(SUPPLIED RECORDS Opens)
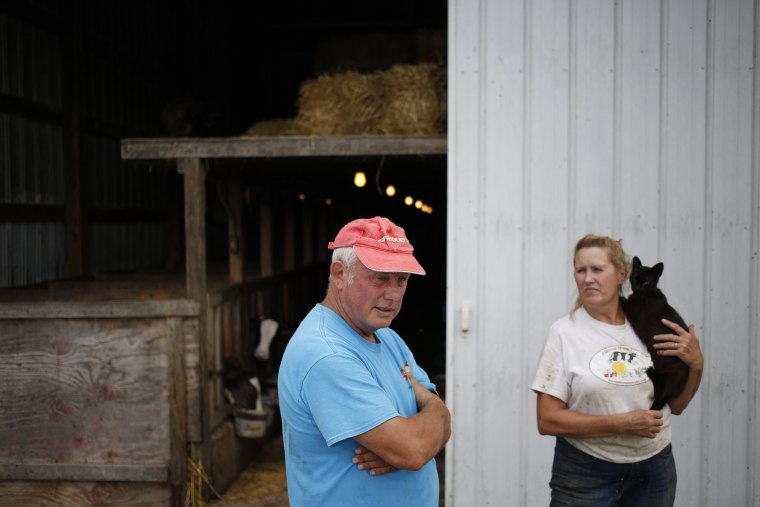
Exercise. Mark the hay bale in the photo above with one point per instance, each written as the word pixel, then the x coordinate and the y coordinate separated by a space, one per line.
pixel 402 100
pixel 275 127
pixel 415 100
pixel 348 103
(SUPPLIED RECORDS Closes)
- WORK ITEM -
The entire listing above is to be copied exactly, with all pictures omitted.

- OUTPUT OF THE TASK -
Exercise. Mark the hay bale in the photo above with one point per instance, each written as the word pixel, then the x coordinate and the y coordinate separated by a space, one per line.
pixel 402 100
pixel 275 127
pixel 415 100
pixel 348 103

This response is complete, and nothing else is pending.